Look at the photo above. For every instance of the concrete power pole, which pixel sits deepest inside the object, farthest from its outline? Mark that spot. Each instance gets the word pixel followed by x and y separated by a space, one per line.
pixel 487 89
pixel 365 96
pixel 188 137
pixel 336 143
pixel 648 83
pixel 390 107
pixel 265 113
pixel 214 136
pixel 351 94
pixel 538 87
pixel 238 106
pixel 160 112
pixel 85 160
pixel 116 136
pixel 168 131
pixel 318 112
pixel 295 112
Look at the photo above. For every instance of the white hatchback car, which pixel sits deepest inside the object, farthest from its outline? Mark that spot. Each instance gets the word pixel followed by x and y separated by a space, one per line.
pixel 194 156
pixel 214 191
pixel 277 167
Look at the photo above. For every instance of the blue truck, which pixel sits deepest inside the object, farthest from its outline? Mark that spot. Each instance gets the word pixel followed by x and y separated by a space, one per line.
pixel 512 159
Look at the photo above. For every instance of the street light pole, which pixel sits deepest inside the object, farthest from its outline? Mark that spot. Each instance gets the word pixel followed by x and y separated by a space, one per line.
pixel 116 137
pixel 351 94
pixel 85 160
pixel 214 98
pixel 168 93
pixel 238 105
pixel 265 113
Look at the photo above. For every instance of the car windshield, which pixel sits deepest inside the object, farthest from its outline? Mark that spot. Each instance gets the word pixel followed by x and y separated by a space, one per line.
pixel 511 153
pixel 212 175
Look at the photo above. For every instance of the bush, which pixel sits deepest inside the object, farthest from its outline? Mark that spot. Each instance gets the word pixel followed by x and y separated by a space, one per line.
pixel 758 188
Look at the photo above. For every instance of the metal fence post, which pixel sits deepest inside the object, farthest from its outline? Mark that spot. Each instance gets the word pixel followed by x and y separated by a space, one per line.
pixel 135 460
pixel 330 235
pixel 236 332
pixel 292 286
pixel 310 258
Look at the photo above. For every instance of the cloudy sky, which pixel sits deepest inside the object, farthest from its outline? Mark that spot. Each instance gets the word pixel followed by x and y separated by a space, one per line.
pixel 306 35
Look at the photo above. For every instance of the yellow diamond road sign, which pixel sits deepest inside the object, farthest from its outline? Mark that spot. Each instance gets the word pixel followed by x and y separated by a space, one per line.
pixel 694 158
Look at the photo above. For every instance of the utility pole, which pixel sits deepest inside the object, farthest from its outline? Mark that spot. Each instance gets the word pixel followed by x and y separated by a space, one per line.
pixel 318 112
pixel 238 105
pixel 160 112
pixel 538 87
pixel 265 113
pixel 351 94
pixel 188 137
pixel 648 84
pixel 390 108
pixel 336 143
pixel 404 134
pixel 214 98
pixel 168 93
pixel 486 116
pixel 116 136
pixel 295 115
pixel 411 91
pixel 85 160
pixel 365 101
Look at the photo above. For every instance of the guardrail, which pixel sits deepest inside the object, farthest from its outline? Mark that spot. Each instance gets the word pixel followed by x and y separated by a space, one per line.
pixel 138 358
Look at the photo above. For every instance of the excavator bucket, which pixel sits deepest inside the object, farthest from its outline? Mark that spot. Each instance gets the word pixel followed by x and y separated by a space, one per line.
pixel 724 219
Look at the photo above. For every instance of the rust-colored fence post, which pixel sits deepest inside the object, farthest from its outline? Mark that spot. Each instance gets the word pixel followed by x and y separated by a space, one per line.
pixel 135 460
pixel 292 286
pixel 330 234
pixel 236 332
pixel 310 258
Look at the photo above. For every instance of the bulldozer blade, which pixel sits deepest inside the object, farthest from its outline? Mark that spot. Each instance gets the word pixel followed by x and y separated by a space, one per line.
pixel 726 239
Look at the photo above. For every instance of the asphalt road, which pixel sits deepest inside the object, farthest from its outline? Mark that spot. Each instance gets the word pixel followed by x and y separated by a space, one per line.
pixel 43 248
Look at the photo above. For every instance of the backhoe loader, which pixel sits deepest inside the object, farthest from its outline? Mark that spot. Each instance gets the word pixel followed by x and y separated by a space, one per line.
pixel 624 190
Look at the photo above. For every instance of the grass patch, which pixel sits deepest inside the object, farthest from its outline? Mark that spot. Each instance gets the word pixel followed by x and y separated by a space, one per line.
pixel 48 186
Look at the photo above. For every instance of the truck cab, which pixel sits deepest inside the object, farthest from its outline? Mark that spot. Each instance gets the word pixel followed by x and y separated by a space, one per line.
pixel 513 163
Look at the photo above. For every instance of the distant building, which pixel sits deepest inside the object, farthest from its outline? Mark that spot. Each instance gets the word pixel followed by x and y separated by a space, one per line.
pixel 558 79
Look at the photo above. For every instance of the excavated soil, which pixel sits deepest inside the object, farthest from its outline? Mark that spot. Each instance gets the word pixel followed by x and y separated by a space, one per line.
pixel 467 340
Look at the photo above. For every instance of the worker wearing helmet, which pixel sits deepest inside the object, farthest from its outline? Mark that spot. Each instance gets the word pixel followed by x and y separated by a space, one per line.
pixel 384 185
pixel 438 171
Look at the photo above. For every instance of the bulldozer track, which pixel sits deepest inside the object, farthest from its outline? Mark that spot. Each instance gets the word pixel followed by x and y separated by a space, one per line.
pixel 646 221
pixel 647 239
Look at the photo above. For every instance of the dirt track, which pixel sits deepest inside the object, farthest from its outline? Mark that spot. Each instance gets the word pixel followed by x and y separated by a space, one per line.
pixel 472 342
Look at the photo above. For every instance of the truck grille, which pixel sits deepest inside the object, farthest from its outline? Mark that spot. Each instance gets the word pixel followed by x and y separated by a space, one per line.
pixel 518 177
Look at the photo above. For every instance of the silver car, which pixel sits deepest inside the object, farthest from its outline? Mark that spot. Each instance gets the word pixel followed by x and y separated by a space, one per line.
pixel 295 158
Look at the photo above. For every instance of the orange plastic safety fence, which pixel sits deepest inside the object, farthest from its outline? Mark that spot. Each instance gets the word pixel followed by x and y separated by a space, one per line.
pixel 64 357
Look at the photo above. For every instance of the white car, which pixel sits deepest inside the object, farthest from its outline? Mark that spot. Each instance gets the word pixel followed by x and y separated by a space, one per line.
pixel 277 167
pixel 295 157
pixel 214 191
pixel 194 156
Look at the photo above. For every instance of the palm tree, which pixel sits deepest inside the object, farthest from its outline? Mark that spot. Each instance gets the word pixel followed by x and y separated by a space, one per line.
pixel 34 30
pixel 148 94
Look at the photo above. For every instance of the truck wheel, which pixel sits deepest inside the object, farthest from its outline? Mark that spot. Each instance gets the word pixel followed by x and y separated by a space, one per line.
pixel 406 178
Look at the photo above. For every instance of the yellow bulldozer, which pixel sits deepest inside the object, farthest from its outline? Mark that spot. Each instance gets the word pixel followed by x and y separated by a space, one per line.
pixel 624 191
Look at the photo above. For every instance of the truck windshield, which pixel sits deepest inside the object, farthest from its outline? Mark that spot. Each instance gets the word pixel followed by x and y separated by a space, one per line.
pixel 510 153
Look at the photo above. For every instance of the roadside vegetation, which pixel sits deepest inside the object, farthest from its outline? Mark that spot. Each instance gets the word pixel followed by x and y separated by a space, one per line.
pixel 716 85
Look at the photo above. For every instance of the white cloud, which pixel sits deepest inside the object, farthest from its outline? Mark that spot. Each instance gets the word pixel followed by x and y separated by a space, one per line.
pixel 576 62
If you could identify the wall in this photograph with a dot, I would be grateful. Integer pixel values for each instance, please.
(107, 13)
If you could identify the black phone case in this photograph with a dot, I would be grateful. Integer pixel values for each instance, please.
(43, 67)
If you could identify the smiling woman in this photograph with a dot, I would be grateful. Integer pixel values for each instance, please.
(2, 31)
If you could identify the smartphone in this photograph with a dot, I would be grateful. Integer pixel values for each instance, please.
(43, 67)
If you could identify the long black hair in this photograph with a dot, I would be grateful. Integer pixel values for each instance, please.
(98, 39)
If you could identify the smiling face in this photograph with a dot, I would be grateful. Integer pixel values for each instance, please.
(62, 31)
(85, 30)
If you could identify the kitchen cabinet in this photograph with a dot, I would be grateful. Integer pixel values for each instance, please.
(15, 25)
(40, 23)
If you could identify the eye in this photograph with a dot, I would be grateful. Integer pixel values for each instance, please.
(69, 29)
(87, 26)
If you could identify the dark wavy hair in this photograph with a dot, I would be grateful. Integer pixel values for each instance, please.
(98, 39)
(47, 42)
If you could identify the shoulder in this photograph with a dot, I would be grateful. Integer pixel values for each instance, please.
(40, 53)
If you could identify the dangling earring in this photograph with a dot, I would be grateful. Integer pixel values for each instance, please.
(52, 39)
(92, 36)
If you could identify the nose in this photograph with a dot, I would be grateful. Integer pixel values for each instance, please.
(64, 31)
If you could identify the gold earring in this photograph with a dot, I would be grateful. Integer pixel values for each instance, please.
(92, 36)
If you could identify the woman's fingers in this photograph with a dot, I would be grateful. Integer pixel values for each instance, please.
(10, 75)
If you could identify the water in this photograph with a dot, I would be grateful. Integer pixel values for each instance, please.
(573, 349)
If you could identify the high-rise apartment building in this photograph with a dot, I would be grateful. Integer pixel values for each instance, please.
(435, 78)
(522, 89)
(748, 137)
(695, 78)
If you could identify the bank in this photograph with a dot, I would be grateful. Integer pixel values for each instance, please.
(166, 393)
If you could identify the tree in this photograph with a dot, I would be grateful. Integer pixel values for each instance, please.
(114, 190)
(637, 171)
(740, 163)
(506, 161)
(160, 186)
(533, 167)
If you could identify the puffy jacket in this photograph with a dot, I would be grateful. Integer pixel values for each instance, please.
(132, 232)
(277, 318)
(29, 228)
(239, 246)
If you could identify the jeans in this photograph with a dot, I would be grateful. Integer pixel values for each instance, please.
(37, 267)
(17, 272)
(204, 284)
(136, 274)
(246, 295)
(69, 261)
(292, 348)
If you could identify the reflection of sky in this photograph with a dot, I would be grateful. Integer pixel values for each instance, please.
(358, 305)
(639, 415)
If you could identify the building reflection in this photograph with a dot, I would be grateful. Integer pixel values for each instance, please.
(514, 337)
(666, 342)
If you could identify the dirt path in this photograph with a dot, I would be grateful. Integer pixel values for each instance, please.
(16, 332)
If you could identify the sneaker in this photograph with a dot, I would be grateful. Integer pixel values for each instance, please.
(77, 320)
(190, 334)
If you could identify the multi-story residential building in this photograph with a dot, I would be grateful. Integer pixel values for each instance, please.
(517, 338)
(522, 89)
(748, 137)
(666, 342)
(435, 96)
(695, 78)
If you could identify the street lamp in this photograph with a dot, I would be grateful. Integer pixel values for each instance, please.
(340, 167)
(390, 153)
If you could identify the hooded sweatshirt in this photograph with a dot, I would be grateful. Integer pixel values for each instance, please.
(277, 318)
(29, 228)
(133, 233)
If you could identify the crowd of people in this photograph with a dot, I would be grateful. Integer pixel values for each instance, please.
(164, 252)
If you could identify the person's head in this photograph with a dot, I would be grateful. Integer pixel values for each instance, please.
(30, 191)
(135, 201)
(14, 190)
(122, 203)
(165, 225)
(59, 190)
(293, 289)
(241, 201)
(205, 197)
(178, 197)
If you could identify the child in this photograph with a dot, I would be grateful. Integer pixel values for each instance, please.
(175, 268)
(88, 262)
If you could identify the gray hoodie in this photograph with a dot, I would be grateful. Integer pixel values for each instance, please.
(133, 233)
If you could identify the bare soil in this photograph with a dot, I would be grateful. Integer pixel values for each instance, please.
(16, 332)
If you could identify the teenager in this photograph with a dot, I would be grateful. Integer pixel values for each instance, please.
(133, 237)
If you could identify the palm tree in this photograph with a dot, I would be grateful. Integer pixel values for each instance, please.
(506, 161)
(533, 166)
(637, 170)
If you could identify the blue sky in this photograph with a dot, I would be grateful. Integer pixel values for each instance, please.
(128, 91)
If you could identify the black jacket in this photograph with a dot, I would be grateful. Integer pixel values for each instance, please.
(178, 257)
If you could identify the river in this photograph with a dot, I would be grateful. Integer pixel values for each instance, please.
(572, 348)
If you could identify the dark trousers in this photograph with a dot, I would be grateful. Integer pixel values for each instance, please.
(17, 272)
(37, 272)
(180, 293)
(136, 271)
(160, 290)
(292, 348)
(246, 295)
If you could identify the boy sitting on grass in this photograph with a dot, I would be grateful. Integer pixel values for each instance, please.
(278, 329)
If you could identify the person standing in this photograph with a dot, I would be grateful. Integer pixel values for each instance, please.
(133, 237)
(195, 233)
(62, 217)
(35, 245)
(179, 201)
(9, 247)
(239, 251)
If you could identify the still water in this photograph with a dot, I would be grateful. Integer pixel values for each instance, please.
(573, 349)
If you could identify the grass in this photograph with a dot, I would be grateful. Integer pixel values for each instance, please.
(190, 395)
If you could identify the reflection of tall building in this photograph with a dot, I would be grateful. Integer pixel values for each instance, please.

# [EXERCISE INSTRUCTIONS]
Copy out exactly the line that holds "If you could identify the dark trousers" and all remaining lines of the listing, both the first and the last included.

# [RESPONSE TO THIS TASK]
If you could identify the dark trousers in this photograph with a dot, I would be grateful. Integer pixel values for each instance, please.
(17, 272)
(37, 272)
(180, 293)
(136, 271)
(160, 290)
(292, 348)
(246, 295)
If you could identify the boy sitting on grass in this photograph with a dot, I would be grateful. Integer pixel values for each instance, please.
(278, 329)
If you could identify the person standing in this photograph with a dot, I would be grateful. Integer pixel values for each instance, please.
(133, 237)
(195, 233)
(62, 217)
(35, 245)
(179, 201)
(9, 247)
(239, 251)
If you could identify the still water in this photograph with a dot, I would be grateful. Integer pixel values for each instance, please.
(573, 349)
If you could identify the grass in this photograph with a dot, I would be grateful. Integer pixel values for each instance, please.
(190, 395)
If you could identify the reflection of tall building in this photograph with a dot, I would be grateful. Integer pixel values for each instance, please.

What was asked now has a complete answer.